## YOUR INSTRUCTIONS
Find every line in the records below that holds the word "shirt", and copy it out.

Point-per-instance localization data:
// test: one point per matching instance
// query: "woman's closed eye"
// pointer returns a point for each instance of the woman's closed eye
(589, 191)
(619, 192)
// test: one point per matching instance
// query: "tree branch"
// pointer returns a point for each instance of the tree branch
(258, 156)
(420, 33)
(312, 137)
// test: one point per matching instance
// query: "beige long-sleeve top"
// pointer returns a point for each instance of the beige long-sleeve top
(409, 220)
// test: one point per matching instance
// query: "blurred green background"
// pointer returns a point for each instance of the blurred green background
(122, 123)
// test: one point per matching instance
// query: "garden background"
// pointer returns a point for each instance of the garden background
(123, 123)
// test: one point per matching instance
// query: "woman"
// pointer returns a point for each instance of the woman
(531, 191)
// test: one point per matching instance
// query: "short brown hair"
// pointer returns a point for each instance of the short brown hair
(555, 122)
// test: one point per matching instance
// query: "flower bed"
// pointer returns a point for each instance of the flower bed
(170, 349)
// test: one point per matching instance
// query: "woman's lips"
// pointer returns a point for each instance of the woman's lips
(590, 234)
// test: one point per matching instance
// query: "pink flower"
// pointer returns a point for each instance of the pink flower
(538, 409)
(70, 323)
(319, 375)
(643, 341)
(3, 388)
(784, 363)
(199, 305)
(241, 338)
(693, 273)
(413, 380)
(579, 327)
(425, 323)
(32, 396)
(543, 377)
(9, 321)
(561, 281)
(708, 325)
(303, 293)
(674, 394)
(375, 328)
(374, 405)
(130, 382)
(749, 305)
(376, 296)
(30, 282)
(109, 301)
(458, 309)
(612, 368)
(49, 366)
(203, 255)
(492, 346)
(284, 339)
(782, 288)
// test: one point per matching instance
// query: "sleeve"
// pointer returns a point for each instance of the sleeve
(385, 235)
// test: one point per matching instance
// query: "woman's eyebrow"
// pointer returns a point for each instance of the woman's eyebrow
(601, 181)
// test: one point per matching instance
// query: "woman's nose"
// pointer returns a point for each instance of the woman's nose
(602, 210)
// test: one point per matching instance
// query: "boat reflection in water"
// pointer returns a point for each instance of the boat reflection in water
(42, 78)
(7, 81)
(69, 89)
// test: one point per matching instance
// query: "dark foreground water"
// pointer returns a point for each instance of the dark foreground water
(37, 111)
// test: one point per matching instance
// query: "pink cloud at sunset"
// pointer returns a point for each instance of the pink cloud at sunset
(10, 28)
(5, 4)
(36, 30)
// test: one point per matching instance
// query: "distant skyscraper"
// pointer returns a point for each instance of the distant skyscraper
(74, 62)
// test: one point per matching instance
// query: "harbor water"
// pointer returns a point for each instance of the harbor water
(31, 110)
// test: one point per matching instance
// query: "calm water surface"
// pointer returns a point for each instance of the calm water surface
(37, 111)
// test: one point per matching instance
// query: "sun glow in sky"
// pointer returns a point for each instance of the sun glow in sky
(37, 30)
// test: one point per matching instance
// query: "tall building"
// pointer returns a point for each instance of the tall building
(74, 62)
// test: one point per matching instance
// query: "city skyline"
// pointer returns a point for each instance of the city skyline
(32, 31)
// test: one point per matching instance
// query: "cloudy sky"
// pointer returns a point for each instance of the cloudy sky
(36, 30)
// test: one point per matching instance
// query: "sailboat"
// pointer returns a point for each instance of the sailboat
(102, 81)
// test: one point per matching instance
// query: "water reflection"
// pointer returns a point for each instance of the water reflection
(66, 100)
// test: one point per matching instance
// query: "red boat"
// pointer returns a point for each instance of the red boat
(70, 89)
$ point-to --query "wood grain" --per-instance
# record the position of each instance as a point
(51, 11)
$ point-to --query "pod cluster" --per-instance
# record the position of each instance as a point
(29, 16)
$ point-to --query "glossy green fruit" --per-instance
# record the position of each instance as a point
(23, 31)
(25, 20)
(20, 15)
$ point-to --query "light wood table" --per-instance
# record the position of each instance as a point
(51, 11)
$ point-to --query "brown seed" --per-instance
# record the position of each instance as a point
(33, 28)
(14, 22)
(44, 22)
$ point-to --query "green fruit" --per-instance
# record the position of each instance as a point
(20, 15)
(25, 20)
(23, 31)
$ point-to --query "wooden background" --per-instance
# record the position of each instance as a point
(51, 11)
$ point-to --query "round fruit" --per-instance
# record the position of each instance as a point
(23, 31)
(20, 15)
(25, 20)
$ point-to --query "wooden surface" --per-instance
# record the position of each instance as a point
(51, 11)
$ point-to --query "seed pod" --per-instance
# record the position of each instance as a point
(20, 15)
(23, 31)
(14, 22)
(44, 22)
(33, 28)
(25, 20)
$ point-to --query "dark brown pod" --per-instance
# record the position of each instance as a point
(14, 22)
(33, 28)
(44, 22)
---
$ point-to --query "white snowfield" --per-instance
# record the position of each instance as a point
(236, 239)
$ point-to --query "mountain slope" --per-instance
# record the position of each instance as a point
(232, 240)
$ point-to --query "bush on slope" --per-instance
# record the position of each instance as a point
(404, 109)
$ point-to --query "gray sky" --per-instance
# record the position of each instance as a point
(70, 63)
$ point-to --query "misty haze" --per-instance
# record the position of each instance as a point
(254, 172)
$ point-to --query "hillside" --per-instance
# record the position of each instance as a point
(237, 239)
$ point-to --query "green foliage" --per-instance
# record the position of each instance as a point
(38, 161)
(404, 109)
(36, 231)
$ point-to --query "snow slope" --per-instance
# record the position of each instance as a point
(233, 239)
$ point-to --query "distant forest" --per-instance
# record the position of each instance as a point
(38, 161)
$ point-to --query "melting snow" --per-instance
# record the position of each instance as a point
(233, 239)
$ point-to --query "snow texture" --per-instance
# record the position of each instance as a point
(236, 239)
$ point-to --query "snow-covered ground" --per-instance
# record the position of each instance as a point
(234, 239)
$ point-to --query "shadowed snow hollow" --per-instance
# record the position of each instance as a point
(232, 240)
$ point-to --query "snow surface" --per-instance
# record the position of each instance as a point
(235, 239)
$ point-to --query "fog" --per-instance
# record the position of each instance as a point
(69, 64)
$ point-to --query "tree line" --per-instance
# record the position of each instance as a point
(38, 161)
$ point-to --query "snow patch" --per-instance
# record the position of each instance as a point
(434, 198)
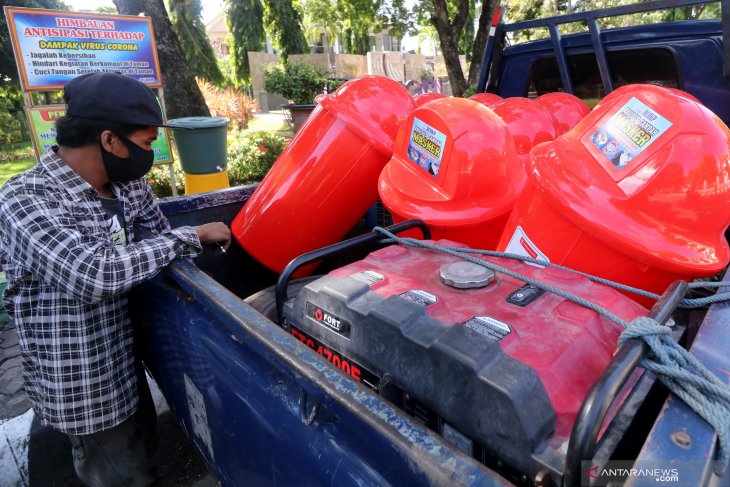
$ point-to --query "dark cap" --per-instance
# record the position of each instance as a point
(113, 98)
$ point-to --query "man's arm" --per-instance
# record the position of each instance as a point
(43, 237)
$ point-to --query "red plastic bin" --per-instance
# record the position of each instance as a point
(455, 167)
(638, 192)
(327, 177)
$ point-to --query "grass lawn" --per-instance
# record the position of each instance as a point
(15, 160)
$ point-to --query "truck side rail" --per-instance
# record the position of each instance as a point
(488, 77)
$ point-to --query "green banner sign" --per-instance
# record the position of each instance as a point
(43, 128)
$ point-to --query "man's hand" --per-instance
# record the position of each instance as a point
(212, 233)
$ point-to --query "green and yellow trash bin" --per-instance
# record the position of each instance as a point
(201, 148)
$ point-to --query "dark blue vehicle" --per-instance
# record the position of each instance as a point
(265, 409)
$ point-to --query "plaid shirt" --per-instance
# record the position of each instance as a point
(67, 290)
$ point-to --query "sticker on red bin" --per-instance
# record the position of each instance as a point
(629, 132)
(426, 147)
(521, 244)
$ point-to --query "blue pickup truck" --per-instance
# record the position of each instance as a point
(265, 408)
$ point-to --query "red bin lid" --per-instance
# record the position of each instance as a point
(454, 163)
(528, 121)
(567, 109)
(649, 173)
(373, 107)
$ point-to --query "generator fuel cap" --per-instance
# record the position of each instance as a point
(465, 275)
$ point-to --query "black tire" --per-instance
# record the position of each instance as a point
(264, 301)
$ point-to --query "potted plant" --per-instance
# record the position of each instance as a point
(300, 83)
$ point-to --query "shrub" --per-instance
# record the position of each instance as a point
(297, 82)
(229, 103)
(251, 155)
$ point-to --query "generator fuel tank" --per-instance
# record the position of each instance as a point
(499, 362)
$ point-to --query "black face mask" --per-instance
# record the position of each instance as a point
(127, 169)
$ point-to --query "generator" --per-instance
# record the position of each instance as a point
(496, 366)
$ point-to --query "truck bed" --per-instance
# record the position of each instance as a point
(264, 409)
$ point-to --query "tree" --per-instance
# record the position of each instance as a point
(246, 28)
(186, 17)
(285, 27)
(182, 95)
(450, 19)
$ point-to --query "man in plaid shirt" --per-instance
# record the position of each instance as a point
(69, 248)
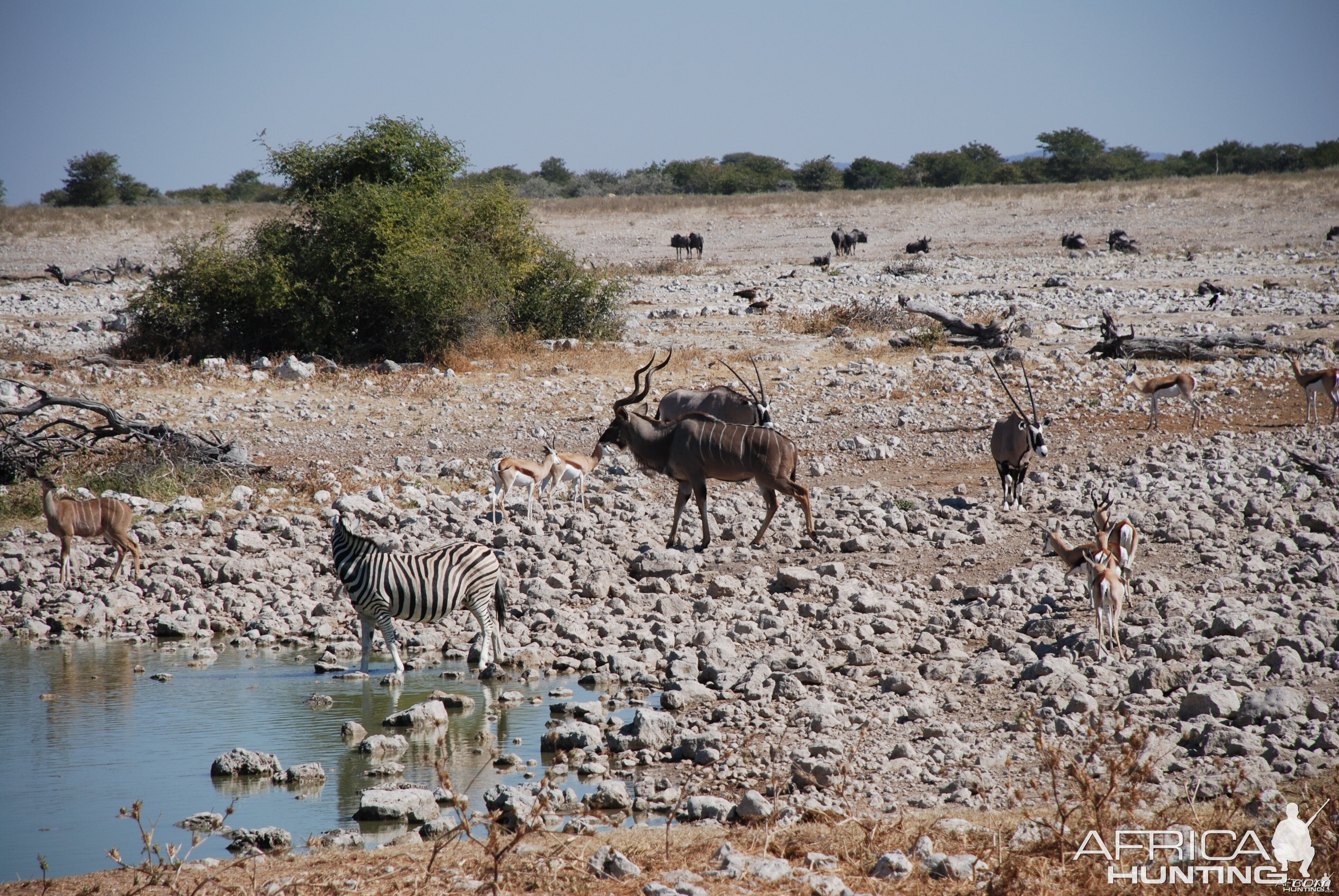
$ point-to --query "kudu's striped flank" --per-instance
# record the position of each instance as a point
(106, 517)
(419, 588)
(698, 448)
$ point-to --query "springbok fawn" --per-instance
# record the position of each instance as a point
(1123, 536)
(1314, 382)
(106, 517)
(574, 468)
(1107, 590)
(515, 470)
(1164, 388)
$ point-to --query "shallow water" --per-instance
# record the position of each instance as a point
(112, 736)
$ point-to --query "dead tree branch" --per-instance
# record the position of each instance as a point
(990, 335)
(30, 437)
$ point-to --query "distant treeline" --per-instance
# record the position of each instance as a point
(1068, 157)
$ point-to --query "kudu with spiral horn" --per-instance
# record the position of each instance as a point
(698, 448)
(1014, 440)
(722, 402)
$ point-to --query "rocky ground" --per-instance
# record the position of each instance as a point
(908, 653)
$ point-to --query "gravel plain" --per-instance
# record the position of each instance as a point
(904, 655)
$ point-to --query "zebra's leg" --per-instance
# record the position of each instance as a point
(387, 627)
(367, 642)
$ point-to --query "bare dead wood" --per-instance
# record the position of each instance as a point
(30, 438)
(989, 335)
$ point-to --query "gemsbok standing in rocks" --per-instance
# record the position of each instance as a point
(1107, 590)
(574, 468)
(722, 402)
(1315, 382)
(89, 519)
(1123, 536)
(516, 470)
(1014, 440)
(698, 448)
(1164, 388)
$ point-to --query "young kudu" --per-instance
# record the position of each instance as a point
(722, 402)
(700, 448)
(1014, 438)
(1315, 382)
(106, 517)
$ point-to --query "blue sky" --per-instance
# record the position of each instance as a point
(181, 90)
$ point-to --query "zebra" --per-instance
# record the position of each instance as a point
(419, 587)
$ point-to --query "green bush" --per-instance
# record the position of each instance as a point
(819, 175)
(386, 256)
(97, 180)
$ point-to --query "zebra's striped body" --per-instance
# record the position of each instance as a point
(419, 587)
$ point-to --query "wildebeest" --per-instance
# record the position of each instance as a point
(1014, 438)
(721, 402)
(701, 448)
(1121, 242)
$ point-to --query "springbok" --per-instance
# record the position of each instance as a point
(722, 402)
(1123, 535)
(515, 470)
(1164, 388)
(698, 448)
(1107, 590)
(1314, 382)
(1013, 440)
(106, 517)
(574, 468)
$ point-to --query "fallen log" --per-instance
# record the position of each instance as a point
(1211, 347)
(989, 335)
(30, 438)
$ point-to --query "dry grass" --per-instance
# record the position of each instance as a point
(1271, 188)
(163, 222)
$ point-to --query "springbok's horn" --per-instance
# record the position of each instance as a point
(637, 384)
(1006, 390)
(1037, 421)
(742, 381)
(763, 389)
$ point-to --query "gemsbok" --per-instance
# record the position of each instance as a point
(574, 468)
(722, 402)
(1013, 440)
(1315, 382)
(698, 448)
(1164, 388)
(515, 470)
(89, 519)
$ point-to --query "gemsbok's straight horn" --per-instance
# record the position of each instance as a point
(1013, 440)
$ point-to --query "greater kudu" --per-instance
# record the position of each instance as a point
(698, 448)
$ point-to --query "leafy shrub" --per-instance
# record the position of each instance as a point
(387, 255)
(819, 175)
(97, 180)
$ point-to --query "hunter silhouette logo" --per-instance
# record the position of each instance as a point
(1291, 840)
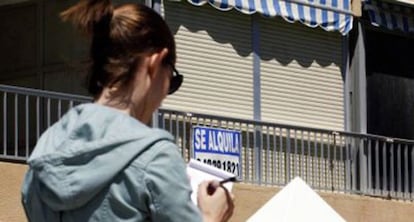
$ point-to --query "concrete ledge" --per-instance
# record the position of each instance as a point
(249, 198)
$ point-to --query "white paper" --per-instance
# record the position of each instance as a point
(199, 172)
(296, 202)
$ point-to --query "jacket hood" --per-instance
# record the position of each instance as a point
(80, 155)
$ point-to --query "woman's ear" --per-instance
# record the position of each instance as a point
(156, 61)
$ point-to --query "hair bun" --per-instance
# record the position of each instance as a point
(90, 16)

## RESPONSE AREA
$ point-to --query "plaid shirt" --per-instance
$ point-to --query "man in plaid shirt" --per-instance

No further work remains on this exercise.